SCHRIFTLICHE AUFGABE
Kannst du die folgenden Daten vollständig und wortgetreu wiedergeben, die Bilder aber weglassen?

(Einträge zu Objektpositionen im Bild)
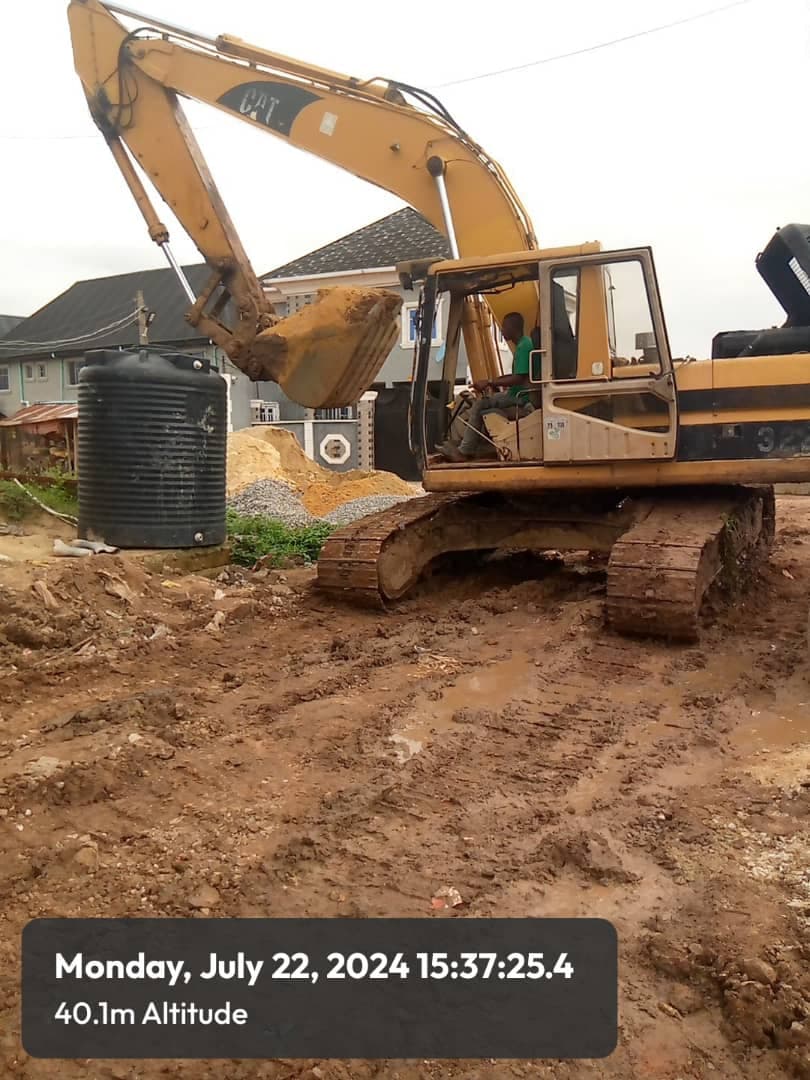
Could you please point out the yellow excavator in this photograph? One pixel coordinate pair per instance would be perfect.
(663, 464)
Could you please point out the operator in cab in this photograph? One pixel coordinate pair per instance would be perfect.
(510, 396)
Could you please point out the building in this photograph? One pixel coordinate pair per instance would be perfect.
(368, 258)
(40, 356)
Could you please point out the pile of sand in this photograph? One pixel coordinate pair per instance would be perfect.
(259, 453)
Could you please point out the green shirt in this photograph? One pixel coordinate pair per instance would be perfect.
(521, 366)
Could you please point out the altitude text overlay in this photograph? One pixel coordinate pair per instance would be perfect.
(320, 988)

ANTWORT ZUR AUFGABE
Could you please point out the yellow excavator in this photograph? One pixel coordinate pair per instance would be perfect.
(663, 464)
Could you please point out the operator in cab in this photograph? One pixel coordinate pair per instance would be perfect.
(510, 396)
Could you please point out the building in this photograph? One pixel coordinate pair per instance would be perfect.
(368, 258)
(40, 356)
Could you please point out the pile of sand in this photograph? One pixel coordinate pair per instance would be perfect.
(259, 453)
Could you please point out the green shirt in this photograph? One pixel coordinate pair per instance would be perfect.
(521, 366)
Could you please point out the altitude text overlay in this photograph? One pixel coordinate pair per instance would be perfect.
(320, 988)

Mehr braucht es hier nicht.